• TASK PROMPT
Look below for the line containing "Target: plant pot" and the line containing "ceiling in this photo."; repeat exactly those two lines and all lines between them, and nothing else.

• DATA TO USE
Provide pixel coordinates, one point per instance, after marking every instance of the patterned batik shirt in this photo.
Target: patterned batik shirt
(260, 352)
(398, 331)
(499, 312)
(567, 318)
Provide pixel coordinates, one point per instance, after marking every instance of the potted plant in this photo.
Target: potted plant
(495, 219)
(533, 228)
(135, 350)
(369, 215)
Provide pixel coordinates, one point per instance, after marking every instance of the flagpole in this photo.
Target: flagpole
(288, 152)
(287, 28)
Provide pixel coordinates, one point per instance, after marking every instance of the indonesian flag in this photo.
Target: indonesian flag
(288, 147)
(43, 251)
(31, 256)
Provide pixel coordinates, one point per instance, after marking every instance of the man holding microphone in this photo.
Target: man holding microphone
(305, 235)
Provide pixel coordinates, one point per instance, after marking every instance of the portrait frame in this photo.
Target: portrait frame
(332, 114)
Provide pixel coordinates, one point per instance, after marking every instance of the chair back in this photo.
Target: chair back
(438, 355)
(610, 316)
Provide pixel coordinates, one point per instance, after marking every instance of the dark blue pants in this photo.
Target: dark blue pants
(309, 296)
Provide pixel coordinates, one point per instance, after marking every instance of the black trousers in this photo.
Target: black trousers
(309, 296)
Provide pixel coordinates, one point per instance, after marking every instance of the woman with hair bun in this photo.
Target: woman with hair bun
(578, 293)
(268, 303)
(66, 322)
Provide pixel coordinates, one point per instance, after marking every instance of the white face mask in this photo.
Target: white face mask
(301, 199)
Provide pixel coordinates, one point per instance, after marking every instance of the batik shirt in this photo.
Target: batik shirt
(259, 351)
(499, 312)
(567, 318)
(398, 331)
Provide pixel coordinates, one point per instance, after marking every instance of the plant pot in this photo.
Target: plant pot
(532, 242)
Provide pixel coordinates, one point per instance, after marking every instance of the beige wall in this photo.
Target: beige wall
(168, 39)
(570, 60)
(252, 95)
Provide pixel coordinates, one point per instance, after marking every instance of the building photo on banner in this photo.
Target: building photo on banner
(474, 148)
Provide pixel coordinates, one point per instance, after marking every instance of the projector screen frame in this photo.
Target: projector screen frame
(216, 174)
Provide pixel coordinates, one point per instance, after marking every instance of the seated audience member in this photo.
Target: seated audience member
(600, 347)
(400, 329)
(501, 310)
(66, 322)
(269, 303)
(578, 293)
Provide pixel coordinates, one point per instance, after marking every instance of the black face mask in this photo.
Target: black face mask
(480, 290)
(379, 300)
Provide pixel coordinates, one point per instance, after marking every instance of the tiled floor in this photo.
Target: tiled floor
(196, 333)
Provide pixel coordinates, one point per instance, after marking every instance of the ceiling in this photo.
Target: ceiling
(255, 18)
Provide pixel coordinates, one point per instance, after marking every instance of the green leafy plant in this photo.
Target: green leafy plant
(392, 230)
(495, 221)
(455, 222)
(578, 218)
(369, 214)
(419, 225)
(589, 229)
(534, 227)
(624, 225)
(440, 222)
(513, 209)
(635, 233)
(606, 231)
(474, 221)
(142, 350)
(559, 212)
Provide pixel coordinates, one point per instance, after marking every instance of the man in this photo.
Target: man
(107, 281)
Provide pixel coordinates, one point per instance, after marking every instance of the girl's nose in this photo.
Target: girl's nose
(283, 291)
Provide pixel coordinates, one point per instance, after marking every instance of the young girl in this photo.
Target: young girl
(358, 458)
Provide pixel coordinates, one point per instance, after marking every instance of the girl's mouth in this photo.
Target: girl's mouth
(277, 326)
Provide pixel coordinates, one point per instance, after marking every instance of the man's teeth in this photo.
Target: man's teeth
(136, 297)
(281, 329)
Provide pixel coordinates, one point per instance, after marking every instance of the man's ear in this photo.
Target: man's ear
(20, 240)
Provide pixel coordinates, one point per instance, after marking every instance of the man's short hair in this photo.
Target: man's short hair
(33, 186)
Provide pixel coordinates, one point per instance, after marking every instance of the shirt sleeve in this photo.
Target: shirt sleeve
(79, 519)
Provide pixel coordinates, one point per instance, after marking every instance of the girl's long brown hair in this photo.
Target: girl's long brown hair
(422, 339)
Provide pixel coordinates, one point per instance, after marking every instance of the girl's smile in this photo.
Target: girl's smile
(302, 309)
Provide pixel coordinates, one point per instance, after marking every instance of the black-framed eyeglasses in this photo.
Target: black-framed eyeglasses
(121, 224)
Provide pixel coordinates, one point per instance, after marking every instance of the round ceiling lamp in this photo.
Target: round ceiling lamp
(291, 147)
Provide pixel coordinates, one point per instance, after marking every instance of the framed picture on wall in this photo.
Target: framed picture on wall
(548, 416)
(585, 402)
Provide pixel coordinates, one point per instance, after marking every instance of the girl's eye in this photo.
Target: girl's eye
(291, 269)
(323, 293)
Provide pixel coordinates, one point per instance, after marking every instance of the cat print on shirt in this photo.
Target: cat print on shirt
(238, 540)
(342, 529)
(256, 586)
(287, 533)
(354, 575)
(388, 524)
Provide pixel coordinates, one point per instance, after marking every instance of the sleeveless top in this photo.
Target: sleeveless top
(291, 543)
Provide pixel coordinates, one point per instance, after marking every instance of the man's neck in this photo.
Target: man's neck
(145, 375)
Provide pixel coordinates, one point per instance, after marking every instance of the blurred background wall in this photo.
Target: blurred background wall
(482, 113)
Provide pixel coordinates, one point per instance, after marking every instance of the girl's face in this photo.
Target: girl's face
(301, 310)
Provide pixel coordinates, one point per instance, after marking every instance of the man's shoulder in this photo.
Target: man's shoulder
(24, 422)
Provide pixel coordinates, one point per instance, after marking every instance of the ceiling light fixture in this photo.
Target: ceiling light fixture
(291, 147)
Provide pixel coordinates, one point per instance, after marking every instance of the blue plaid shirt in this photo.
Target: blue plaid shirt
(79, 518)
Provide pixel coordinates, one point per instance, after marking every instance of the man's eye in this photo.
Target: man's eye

• OUTPUT FOR THIS EXERCISE
Target: plant pot
(532, 242)
Provide pixel coordinates, one point per instance, after marking every instance of the beige wall in this photo.
Target: beige wall
(168, 39)
(570, 60)
(252, 95)
Provide pixel coordinates, one point per instance, after marking every instance of the building photo on banner in this photo.
Target: building photo on banner
(474, 148)
Provide pixel coordinates, one point per instance, after marking every instance of the projector screen frame in this photo.
Target: projector screen frame
(216, 174)
Provide pixel coordinates, one point per instance, after marking every instance of the seated audience member in this photo.
Target: seated audience member
(600, 347)
(400, 329)
(501, 310)
(66, 322)
(269, 303)
(578, 293)
Provide pixel coordinates, one point per instance, after marking every instance of the black face mask in this photo.
Target: black face mask
(480, 290)
(379, 300)
Provide pixel coordinates, one point per instance, after marking every instance of the tiled floor in this photo.
Target: tiled floor
(196, 333)
Provide pixel coordinates, one point per instance, after marking every instance of the ceiling in this photo.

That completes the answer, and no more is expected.